_Records drawn from a dataset_
------------------------------------

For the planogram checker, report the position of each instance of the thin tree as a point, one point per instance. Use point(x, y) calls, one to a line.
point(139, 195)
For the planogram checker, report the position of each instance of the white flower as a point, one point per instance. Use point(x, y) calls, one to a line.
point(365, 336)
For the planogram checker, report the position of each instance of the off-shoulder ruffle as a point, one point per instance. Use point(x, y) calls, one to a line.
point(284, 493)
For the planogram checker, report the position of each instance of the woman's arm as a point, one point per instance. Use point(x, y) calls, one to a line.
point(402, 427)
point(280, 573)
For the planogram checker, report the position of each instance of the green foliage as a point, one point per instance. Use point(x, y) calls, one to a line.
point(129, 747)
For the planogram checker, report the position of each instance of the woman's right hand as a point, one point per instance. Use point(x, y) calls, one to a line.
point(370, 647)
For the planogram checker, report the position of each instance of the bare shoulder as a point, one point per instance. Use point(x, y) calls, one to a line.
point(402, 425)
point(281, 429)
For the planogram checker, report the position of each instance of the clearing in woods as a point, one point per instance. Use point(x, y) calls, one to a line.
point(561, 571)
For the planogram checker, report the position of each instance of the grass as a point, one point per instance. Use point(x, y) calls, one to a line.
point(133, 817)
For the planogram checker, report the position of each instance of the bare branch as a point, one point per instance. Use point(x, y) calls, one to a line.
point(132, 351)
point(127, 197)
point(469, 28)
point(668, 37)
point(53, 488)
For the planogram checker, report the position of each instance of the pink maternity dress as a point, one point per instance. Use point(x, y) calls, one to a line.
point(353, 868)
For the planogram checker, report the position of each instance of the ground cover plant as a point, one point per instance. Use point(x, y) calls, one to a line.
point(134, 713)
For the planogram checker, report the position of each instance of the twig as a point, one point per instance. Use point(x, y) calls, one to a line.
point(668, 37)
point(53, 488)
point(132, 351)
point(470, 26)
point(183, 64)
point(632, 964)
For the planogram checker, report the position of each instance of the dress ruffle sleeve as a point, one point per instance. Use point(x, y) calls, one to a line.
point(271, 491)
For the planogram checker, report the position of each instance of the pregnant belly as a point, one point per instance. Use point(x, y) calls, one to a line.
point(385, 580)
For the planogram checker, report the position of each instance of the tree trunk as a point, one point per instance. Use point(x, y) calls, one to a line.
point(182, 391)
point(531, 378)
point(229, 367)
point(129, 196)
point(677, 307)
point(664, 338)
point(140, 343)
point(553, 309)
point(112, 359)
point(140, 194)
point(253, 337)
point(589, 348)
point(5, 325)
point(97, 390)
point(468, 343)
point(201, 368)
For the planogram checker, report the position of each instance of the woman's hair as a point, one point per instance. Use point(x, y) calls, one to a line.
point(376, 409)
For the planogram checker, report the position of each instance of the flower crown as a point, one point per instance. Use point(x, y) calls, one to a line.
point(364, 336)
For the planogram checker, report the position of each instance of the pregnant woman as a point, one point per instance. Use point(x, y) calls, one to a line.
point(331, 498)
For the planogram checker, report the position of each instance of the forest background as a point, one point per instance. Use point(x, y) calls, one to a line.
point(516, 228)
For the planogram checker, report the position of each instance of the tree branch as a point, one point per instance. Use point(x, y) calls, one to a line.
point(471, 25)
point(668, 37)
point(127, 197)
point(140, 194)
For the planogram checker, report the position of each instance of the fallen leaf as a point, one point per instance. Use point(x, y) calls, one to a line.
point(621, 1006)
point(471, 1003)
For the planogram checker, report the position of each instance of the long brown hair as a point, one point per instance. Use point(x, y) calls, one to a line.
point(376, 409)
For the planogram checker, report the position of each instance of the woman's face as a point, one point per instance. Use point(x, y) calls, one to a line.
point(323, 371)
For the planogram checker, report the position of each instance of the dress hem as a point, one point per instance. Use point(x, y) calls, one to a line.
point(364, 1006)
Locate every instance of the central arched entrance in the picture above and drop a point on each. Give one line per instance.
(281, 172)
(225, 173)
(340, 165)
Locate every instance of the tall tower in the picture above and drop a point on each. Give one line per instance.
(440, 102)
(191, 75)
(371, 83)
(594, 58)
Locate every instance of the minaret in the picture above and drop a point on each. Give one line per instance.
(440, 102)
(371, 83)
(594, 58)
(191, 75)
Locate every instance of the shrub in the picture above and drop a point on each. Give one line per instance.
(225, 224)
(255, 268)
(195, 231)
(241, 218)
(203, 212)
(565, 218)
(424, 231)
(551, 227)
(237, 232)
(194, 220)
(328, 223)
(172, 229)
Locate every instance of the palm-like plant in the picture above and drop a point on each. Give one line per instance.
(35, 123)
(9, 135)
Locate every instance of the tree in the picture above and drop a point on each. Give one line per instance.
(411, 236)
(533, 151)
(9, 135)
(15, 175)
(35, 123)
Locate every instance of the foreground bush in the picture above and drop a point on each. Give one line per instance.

------------------------------------

_Exercise_
I would like you to return every entry exactly, with nothing changed.

_Written reply_
For the planogram checker, report the position of each instance of the thin tree as a point, one point per instance. Use point(x, y) calls, one to a line.
point(139, 195)
For the planogram checker, report the position of each instance of the white flower as a point, one point per instance. Use point(x, y) calls, one to a line.
point(365, 336)
For the planogram checker, report the position of each instance of the off-shoulder ruffle as a point, one point per instance. Use point(x, y) calls, one to a line.
point(284, 493)
For the planogram checker, report the position of each instance of the woman's arm as a point, one point per instance. Use point(x, y) calls, one to a line.
point(402, 427)
point(280, 573)
For the planogram checker, report the position of each instance of the green foliage as a point, one point per instance. Use point(x, y) calls, one to a line.
point(129, 747)
For the planogram checker, report the position of each instance of the woman's right hand as a point, one point per instance. Use point(x, y) calls, one to a line.
point(370, 647)
For the planogram checker, report the position of each instance of the bare shoulder as a point, one point per instance. Use point(x, y) calls, one to a line.
point(402, 425)
point(281, 429)
For the planogram checker, report the position of each instance of the clearing in woods as a point, one point per instance. Use point(x, y) calls, one to a line.
point(561, 571)
For the planogram checker, report the position of each instance of the grass as a point, one point per instance. Use point(x, y) calls, one to a line.
point(133, 817)
For the planogram checker, report the position of each instance of the bare branch as a point, one point per instance. Use point(x, y) calls, one to a line.
point(132, 351)
point(127, 197)
point(469, 28)
point(668, 37)
point(53, 488)
For the planogram checker, report the position of each instance of the pink maternity dress as a point, one point per instance. Use point(x, y) calls, one to a line.
point(353, 868)
For the planogram checker, report the position of each instance of the ground cover plant as a point, one point per instance. Use point(x, y) calls, one to a line.
point(134, 713)
For the planogram checker, report the position of each instance of the twig as a point, one point per instance. Use point(x, y) calls, one to a line.
point(668, 37)
point(53, 488)
point(132, 351)
point(470, 26)
point(183, 64)
point(632, 964)
For the planogram checker, report the position of each instance of the dress ruffle sleeve as a point, one point per instance. Use point(x, y) calls, one to a line.
point(271, 491)
For the planogram checker, report the position of each instance of the pregnant belly as a point, one point per instance. Use point(x, y) calls, one to a line.
point(385, 580)
For the planogram checker, report the position of each instance of the tree trunk as a point, one point per instance. Use point(x, y) calls, one to a line.
point(182, 391)
point(531, 378)
point(229, 367)
point(129, 196)
point(677, 307)
point(664, 338)
point(140, 343)
point(553, 309)
point(112, 359)
point(140, 194)
point(253, 337)
point(589, 348)
point(5, 325)
point(97, 390)
point(468, 343)
point(201, 368)
For the planogram checker, report the position of each instance of the woman's hair as a point, one point per instance. Use point(x, y) calls, one to a line.
point(376, 409)
For the planogram checker, report the position of each instance of the flower crown as a point, one point per instance. Use point(x, y) calls, one to a line.
point(364, 336)
For the planogram checker, report the position of each instance of the pregnant woman as a point, one point per instance. Use point(x, y) calls, one to a line.
point(331, 498)
For the planogram checker, report the position of each instance of the forest background as a point, one point per instance. Use point(x, y) calls, one to a line.
point(516, 228)
For the planogram checker, report the position of each instance of the tree branch as a point, one point per instance. Use point(x, y) calls, one to a line.
point(471, 25)
point(668, 37)
point(127, 197)
point(140, 194)
For the planogram checker, report the position of each instance of the fallen leaf as a point, one point per instance. Use point(x, y) calls, one to a line.
point(621, 1006)
point(471, 1003)
For the planogram checker, report the position of each instance of the long brown hair as a point, one point per instance. Use point(x, y) calls, one to a line.
point(376, 409)
For the planogram checker, report the position of each instance of the woman's face as a point, one point per instance. Use point(x, y) calls, one to a line.
point(323, 371)
For the planogram checker, report the position of each instance of the dress hem as a point, one point per instance. Use point(x, y) calls, one to a line.
point(364, 1006)
Locate every instance of the central arched entrance in the picture above and drop a point on each. Give one line per instance.
(281, 172)
(225, 173)
(340, 165)
Locate every instance of the tall tower in the picture above and drop a point on each. Give one line per instance.
(440, 102)
(191, 75)
(371, 83)
(594, 58)
Locate every instance of the minaret in the picture above and drop a point on each. Give one line per instance.
(440, 102)
(371, 83)
(594, 58)
(191, 75)
Locate every instance of the shrub in the picture above and drop a point on each. Give one line per instance.
(225, 224)
(255, 268)
(195, 231)
(241, 218)
(203, 212)
(565, 218)
(424, 231)
(551, 227)
(237, 232)
(194, 220)
(328, 223)
(172, 229)
Locate every instance of the palm-like plant in the picture above and drop a point on each. Give one line per instance.
(35, 123)
(9, 135)
Locate every instance of the tree in the picture above and drop a point on each. Give one line per instance.
(411, 236)
(533, 151)
(9, 135)
(15, 175)
(35, 123)
Locate every instance of the foreground bush in the picture above and drop a point on each. Give one line per instance.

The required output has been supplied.